Approximately 6% of the Altai Neanderthal genome was inherited from an ancient lineage of anatomically modern Homo sapiens that migrated from Africa to Eurasia over 250,000 years ago, according to new research led by the University of Pennsylvania.
“We found this reflection of ancient interbreeding where genes flowed from ancient modern humans into Neanderthals,” said co-first author Dr. Alexander Platt, a researcher in the Department of Genetics at the University of Pennsylvania.
“This group of individuals left Africa between 250,000 and 270,000 years ago. They were sort of the cousins to all humans alive today, and they were much more like us than Neanderthals.”
“We arrived at this conclusion by comparing a Neanderthal genome with a diverse set of genomes from modern indigenous populations in sub-Saharan Africa.”
“Our study highlights the importance of including ethnically and geographically diverse populations in human genetics and genomic studies,” said University of Pennsylvania’s Professor Sarah Tishkoff, senior author of the study.

· · · ·

## WHAT IS NEEDED
Carry on the article about Neanderthal interbreeding with ancient modern humans from the point where it stops. The records have nothing to do with this.

[Text-to-region grounding data]

· · · ·

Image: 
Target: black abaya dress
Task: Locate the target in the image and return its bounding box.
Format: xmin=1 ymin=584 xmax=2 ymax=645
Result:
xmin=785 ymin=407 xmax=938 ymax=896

· · · ·

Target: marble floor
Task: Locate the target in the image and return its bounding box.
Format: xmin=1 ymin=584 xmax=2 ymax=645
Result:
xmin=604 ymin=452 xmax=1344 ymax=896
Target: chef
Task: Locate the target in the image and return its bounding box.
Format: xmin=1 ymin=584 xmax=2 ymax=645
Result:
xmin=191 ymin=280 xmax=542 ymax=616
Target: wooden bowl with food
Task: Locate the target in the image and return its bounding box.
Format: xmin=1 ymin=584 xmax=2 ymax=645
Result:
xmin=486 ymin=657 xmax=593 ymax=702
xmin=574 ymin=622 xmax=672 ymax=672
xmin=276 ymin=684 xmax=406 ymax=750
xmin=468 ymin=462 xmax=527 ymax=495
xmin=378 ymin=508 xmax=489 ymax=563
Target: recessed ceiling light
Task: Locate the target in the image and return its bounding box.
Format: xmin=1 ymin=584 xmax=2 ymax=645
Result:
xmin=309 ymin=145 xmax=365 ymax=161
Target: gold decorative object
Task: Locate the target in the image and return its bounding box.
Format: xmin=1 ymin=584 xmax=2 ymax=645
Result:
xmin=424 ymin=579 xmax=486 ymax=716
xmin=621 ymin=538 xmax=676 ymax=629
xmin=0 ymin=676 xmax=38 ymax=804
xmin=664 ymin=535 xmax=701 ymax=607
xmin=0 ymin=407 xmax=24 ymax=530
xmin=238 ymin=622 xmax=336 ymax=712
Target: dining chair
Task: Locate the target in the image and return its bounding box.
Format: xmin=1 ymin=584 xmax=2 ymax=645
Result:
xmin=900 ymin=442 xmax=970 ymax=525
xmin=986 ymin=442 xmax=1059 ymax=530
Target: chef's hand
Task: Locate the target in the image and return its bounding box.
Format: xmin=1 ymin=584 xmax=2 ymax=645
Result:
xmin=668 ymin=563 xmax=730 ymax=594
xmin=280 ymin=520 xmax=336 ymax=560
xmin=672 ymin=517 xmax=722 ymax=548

· · · ·

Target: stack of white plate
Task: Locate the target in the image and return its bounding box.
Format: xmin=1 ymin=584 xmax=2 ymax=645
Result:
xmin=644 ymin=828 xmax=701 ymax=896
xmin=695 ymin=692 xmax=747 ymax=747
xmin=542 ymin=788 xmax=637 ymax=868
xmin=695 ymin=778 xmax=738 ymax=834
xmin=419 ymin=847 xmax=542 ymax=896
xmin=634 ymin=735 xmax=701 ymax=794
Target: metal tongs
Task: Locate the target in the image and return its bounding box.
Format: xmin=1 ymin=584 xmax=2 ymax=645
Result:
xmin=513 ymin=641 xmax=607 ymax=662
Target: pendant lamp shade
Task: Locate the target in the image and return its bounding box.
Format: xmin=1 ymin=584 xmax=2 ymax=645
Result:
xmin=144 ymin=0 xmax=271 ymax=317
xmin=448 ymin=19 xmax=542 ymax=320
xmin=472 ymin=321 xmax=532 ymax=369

· · · ·

## WRITTEN ANSWER
To better understand how widespread Neanderthal-like DNA regions are across sub-Saharan Africa and to elucidate their origins, the researchers analyzed the genomes of 180 individuals from 12 different populations in Cameroon, Botswana, Tanzania, and Ethiopia.
For each genome, they identified regions of Neanderthal-like DNA and looked for evidence of Neanderthal ancestry.
Then, they compared the modern human genomes to a genome belonging to a Neanderthal who lived in the Altai Mountains, Siberia, approximately 120,000 years ago.
For this comparison, the researchers developed a novel statistical method that allowed them to determine the origins of the Neanderthal-like DNA in these modern sub-Saharan populations, whether they were regions that Neanderthals inherited from modern humans or regions that modern humans inherited from Neanderthals and then brought back to Africa.